What to work on: Copy the data that follows exactly, and include none of its images.

[Data entries]
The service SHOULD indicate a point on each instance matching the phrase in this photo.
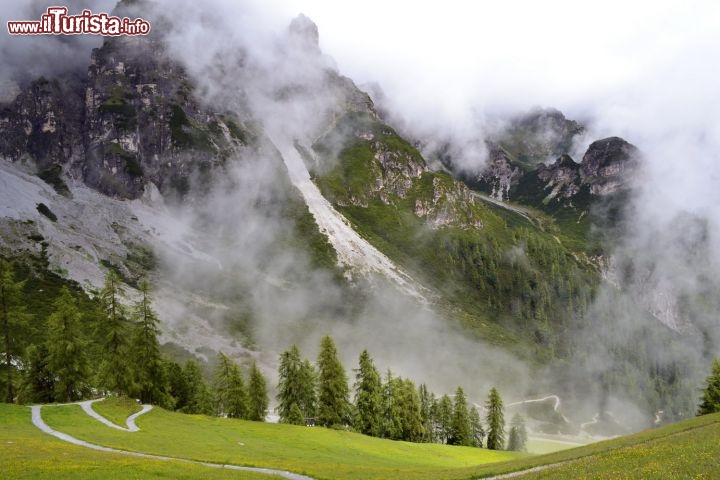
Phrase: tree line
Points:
(105, 347)
(385, 406)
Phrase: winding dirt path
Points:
(132, 427)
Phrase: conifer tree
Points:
(409, 407)
(296, 386)
(476, 431)
(427, 402)
(257, 395)
(368, 397)
(495, 420)
(391, 408)
(460, 424)
(710, 400)
(13, 321)
(114, 372)
(333, 391)
(444, 419)
(179, 389)
(230, 392)
(199, 398)
(148, 366)
(67, 349)
(518, 434)
(38, 384)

Your solution:
The service SHOULD indicate a point on each instance matching the phrase in this photo.
Phrase: tree line
Points:
(105, 347)
(385, 406)
Phrase: winding dirt path
Points:
(132, 427)
Phrase: conifer tree
Points:
(409, 407)
(296, 386)
(476, 431)
(427, 402)
(257, 395)
(368, 397)
(495, 420)
(391, 408)
(460, 424)
(710, 400)
(13, 321)
(114, 372)
(333, 391)
(444, 419)
(179, 389)
(230, 392)
(199, 398)
(148, 366)
(67, 349)
(518, 434)
(38, 384)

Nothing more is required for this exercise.